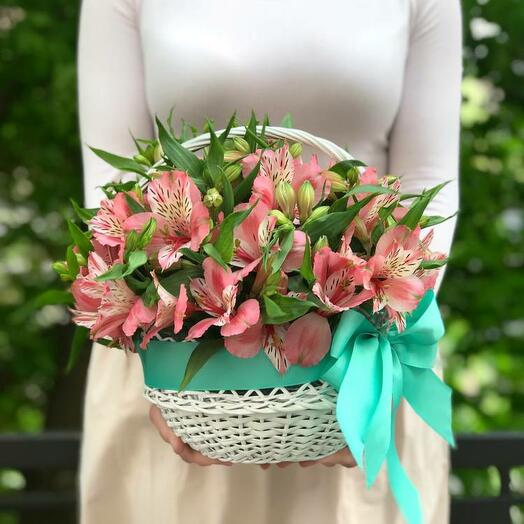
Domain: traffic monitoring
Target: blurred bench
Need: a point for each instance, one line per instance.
(59, 452)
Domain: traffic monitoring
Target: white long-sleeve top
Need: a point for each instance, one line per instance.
(379, 76)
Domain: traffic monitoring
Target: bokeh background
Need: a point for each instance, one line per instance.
(482, 298)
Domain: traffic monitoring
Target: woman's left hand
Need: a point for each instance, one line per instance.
(340, 458)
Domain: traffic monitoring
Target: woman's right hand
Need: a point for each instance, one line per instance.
(186, 453)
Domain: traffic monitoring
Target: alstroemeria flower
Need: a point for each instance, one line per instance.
(279, 166)
(216, 295)
(266, 336)
(391, 270)
(252, 235)
(107, 224)
(308, 339)
(110, 308)
(338, 279)
(182, 219)
(171, 310)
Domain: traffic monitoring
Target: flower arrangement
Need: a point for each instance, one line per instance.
(250, 247)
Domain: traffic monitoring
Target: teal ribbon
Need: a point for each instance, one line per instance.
(372, 371)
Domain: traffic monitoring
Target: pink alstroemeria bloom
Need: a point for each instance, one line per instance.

──────

> _ASSIGNMENT_
In the entries above, find each line with the word "alstroemeria" and return it.

> _RESULT OF THE EXERCISE_
Target: alstroemeria flower
Target: pink alstroemeria bloom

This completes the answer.